• [Short task A] Gather every line of the records that contains the word "tower". Case counts.

• [Document text]
** Begin **

One reason why monasteries exist now and before is to set up an environment where it is possible to be healthy, to be normal. It is really necessary to do this, for it is not easy to be healthy when everyone around you is sick. Not easy to be normal when all about you are mad.

So what a monastery does is to create a climate in which communion with the world of the spirit is easy and normal. Natural. A primitive village is like that. Celtic Ireland was like that. The Ages of Faith, so called, were like that. And we here aim to be like that too.

All the factors of monastic life help make the total picture, the habitat. So it is first of all a matter of high regard for Jesus Christ and the effort to make Him the center of everything. And then there is the matter of realism, of contact with nature, with work, with people. On a real level, not on a level of make believe, of pretense. Not by way of competition and aggression, but by way of love, of cooperation. In a setting of beauty. For beauty is elemental. Man cannot live without tenderness and care, of thoughtfulness, of composure. And most of all, I would guess, the beauty of quiet. The most precious commodity of all, that rare quality so long since banished from the haunts of men. For without quiet there is no pondering. Without pondering there is no contact with the deeps. And without contact with the deeps man perishes.

Men perish all around us. Day by day. Men are overwhelmed with darkness in the midst of a world of so much. And of so much good. And so many good people are thus overwhelmed. And whence the darkness? The darkness is from within. For when the deeps are ignored, when the unconscious is crushed, repressed, it backs up and then one day explodes. And so gets its revenge. For our deeps, you see, are not only good. And for sure they are good. But they are also like man himself. Also evil. And the good and the evil within must be faced in Jesus Christ. Otherwise things happen without our knowing why.

** End **

• [Short task B] Based on the passage on monasteries, decide whether each statement agrees with it, answering yes or no and quoting the words that settle it: (i) a primitive village has the kind of climate a monastery aims to create; (ii) the darkness that overwhelms men comes from outside them; (iii) pondering is impossible without quiet.

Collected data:
** Begin **

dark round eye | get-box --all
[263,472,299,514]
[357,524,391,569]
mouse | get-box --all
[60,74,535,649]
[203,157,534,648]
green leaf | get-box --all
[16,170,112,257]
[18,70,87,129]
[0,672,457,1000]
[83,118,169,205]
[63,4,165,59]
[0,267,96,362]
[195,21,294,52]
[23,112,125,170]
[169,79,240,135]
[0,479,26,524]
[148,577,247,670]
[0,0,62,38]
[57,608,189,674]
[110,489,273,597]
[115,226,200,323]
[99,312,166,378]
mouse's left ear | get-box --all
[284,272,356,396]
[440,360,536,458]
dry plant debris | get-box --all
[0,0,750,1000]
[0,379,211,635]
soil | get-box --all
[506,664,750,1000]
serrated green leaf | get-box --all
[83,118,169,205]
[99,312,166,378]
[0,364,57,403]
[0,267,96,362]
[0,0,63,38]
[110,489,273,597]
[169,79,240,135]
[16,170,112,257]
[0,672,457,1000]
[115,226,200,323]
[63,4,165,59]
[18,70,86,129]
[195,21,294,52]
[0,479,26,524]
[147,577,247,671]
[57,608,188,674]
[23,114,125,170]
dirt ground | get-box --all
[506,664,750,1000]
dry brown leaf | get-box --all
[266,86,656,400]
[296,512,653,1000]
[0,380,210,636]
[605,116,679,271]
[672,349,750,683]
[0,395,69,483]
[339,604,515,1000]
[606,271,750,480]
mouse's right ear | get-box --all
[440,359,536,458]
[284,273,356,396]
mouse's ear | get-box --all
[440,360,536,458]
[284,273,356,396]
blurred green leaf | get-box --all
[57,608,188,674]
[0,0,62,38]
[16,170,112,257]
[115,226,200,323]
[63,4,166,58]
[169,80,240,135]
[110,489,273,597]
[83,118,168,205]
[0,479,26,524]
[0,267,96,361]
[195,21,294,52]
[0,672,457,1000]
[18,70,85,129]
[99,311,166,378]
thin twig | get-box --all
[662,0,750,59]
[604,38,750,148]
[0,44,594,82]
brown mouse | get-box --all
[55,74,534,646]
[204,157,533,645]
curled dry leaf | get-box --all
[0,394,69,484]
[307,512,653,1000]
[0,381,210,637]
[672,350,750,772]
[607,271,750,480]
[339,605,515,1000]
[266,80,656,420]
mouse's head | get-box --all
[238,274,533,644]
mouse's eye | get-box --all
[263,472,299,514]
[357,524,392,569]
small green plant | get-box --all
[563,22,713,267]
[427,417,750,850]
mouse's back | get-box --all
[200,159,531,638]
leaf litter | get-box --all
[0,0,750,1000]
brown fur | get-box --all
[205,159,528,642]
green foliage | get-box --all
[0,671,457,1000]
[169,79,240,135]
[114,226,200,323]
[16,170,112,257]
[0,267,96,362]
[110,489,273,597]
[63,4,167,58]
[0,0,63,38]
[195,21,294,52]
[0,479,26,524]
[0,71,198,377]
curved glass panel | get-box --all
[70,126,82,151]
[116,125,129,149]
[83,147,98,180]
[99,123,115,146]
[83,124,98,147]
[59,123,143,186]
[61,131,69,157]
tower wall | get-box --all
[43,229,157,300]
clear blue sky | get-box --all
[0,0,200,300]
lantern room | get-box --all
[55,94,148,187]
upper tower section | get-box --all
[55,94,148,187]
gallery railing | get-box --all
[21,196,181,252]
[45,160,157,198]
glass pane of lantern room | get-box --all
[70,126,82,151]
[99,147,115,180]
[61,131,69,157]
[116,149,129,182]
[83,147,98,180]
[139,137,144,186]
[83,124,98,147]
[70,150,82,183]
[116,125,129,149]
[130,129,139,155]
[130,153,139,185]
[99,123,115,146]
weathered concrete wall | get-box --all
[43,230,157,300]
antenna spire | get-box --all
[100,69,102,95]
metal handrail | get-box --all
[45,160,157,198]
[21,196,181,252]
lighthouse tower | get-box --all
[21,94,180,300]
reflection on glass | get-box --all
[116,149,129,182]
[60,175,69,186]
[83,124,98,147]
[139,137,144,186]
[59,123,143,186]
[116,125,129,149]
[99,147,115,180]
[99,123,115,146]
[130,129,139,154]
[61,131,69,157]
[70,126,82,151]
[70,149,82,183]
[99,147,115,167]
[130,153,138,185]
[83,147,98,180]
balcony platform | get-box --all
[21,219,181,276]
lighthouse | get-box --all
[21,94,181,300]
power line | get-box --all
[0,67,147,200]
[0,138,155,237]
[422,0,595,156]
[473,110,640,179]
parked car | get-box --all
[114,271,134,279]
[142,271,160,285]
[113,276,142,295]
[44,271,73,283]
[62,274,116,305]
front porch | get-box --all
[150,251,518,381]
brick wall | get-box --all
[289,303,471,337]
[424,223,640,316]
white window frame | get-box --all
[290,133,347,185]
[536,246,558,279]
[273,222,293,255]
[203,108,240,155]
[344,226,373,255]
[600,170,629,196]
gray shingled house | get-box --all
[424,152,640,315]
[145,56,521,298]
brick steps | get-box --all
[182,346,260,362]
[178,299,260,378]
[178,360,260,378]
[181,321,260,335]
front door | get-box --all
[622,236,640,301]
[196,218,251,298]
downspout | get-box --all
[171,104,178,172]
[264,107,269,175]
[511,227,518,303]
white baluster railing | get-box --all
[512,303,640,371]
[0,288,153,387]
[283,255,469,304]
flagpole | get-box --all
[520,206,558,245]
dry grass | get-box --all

** End **

• [Exercise result A]
tower wall | get-box --all
upper tower section | get-box --all
lighthouse tower | get-box --all

• [Exercise result B]
(i) Yes: "A primitive village is like that."
(ii) No: "The darkness is from within."
(iii) Yes: "For without quiet there is no pondering."